## ASSIGNED TASK:
Your answer should consist only of the lines below from the one with "column 520, row 411" through the one with "column 169, row 309", copied exactly.
━━━━━━━━━━
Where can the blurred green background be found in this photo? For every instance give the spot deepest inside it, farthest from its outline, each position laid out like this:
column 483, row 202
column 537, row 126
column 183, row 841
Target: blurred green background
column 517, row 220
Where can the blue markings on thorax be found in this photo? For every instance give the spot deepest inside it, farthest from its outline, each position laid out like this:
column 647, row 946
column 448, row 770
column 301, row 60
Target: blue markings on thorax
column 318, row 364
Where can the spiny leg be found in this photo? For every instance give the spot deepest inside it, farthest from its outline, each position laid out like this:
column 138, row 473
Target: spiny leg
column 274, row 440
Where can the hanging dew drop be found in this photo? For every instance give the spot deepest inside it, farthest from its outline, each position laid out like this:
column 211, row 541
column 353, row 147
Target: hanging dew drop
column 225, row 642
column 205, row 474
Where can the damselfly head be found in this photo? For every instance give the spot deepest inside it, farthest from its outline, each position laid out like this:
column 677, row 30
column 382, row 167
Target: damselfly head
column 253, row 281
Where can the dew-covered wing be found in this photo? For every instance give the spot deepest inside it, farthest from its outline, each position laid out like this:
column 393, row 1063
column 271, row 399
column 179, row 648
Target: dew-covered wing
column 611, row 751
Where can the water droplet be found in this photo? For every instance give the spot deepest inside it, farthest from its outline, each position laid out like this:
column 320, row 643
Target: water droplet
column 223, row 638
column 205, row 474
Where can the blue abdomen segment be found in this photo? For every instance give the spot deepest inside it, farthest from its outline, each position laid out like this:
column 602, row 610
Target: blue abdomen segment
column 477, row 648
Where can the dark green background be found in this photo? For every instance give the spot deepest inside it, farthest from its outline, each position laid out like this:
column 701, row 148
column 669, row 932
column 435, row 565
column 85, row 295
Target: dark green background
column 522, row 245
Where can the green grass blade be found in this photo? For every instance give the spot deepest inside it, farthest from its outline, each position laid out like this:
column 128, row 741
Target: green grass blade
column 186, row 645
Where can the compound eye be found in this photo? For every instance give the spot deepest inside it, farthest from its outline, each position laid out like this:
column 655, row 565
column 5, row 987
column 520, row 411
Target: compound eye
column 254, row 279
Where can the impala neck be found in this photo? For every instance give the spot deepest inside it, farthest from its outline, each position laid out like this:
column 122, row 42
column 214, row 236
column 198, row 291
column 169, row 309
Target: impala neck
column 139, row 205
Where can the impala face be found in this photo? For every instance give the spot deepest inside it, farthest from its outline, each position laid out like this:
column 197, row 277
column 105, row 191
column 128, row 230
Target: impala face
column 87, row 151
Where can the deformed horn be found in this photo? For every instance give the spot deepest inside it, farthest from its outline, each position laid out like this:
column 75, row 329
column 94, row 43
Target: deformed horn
━━━━━━━━━━
## SOLUTION:
column 520, row 411
Target: compound eye
column 254, row 279
Where can the impala neck be found in this photo? For every instance give the spot deepest inside it, farthest from its outline, each position laid out like this:
column 122, row 42
column 214, row 236
column 198, row 291
column 169, row 309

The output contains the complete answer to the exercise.